(Bounding-box records)
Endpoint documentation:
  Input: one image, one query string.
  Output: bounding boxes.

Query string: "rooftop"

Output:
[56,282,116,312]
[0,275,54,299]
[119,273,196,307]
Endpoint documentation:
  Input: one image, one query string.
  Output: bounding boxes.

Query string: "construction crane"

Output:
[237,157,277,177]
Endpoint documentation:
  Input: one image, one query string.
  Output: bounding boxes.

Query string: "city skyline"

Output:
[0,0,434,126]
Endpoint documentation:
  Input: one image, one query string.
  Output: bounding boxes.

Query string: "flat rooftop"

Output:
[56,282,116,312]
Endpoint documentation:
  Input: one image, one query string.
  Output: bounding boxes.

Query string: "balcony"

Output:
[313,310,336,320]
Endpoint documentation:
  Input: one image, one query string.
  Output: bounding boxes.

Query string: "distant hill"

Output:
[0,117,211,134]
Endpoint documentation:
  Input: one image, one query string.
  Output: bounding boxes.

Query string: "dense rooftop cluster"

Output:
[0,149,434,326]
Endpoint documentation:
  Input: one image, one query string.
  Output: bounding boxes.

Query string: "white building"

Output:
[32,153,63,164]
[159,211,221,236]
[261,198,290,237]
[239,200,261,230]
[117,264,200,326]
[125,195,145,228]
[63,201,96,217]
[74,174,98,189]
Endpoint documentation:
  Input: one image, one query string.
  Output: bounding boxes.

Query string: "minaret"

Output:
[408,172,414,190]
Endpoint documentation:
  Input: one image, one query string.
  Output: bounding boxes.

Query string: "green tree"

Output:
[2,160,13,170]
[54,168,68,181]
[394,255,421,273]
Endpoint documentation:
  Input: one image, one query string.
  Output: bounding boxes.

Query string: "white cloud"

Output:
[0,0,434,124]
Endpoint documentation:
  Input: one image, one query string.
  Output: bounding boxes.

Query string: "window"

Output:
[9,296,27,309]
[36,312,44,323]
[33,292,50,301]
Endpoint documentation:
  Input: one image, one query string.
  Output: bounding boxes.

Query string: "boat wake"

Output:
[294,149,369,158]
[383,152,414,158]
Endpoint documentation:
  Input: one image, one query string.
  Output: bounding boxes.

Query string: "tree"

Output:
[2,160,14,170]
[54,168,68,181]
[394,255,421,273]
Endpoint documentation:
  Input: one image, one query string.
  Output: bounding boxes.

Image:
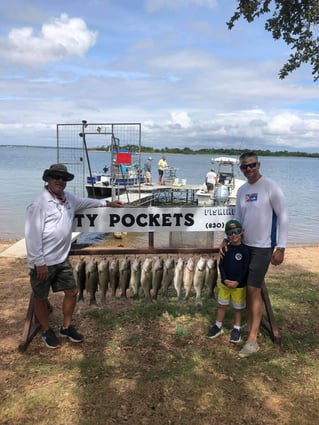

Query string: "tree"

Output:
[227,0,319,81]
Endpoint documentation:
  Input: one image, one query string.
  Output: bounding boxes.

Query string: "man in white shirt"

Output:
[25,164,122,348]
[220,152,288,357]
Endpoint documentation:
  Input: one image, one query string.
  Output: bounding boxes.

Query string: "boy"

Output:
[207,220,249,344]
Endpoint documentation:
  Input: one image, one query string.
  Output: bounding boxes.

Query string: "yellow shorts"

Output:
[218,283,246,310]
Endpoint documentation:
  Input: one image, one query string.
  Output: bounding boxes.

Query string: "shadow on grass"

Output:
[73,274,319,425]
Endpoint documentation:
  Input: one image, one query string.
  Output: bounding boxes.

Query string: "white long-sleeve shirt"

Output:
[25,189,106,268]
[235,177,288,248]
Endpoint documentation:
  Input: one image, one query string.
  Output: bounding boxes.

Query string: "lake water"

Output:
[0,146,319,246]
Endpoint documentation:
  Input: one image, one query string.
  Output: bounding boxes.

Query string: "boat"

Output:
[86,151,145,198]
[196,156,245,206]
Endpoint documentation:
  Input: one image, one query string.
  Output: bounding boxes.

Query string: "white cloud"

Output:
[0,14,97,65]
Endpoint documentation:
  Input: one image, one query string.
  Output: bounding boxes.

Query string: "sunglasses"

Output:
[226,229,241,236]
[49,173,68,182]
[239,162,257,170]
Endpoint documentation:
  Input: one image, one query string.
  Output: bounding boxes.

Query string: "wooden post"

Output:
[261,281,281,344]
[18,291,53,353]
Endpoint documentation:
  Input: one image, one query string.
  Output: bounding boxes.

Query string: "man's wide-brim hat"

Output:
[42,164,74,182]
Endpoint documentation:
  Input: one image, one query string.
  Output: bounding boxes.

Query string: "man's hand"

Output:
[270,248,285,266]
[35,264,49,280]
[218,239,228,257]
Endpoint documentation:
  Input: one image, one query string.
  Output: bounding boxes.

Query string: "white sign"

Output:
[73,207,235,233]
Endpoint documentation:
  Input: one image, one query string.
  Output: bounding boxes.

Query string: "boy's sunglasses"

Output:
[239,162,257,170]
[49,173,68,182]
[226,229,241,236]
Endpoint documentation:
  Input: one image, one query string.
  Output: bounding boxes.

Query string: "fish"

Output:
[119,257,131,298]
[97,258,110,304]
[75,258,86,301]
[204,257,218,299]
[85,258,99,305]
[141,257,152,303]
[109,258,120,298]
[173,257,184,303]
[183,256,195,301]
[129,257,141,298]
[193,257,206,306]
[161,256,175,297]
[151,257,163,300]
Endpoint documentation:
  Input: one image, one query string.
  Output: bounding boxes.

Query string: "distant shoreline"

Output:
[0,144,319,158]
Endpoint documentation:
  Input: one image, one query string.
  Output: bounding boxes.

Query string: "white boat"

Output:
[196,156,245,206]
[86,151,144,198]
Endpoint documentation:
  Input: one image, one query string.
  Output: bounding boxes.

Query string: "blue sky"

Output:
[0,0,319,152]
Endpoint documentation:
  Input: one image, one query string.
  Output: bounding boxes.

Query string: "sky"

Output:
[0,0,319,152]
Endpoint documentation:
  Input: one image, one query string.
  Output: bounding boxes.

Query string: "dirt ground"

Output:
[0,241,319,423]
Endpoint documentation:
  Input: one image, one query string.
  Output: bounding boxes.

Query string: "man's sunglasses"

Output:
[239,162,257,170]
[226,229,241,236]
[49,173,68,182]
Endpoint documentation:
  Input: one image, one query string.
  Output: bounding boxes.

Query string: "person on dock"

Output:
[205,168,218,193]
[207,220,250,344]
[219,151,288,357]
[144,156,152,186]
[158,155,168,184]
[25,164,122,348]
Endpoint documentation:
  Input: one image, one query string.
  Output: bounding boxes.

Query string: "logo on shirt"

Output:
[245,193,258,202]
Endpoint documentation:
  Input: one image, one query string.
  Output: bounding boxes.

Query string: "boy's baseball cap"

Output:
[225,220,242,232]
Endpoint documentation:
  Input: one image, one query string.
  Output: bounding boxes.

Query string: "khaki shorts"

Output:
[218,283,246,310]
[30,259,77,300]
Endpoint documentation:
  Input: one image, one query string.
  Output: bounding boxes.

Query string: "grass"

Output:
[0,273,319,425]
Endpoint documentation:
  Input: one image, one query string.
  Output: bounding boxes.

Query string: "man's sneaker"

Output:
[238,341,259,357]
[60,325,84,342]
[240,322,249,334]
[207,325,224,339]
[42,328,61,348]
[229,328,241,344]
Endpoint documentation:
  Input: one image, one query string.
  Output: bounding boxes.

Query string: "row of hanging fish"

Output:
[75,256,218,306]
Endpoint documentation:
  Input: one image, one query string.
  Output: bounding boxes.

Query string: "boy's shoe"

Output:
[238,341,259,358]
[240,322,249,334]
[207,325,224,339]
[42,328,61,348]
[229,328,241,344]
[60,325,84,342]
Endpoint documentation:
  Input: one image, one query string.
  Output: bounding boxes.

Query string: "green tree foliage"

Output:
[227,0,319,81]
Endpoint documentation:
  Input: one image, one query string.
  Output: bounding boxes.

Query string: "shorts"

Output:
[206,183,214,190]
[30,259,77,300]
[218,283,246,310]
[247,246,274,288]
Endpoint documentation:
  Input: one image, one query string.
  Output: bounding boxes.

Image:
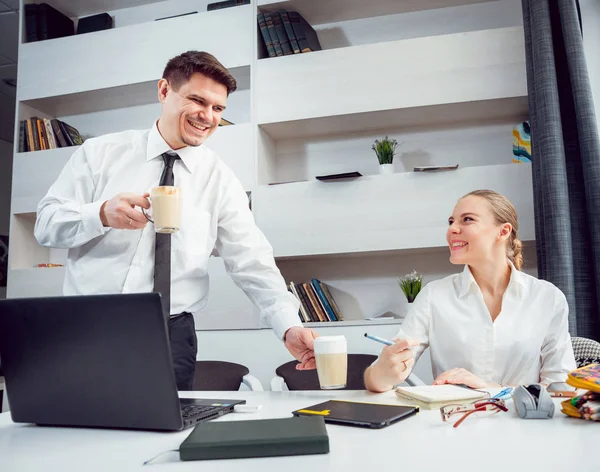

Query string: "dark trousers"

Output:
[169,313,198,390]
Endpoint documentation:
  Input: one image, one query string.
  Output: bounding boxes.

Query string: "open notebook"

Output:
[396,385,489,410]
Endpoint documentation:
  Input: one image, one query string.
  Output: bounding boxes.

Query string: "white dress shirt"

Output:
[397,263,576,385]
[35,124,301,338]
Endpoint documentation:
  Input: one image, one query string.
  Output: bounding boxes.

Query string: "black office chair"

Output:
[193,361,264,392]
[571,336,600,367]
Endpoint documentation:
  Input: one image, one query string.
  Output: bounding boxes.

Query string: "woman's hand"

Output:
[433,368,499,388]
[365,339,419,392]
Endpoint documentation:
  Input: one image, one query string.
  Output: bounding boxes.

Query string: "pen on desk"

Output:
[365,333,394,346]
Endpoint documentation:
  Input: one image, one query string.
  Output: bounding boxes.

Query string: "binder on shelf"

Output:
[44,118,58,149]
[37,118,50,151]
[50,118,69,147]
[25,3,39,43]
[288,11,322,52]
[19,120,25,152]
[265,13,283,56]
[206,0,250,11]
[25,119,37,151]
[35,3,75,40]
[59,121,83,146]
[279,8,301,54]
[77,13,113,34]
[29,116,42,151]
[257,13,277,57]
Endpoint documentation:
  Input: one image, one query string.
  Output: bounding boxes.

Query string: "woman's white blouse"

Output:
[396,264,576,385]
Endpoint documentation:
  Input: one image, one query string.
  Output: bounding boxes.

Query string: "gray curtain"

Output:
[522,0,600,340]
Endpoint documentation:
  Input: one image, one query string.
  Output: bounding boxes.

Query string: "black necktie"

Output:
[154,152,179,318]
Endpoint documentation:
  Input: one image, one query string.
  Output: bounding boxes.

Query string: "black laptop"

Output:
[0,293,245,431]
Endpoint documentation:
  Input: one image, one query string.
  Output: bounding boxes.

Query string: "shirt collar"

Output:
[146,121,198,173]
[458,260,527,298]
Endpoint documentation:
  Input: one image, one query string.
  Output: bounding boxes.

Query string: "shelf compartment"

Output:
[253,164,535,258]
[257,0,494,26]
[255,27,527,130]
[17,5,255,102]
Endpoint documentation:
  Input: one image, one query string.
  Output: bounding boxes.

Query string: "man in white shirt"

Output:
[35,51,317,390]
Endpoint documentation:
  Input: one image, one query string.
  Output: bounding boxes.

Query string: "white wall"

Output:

What the exercise asks: Reproduce the entries word for word, beginning at the first line and stopping after the line that contains "[0,0,434,126]".

Written response:
Endpoint documentation:
  Input: one image, one query string.
  Output: bounding boxes.

Query string: "rooftop"

Output:
[56,282,116,312]
[0,275,54,299]
[119,273,196,307]
Endpoint documentation:
  Input: one image, one query string.
  Output: bounding boxes.

Query string: "construction crane"

Output:
[237,157,277,177]
Endpoint documentation:
  Input: one image, one query string.
  Output: bounding boxes.

Query string: "city skyline"

Output:
[0,0,434,126]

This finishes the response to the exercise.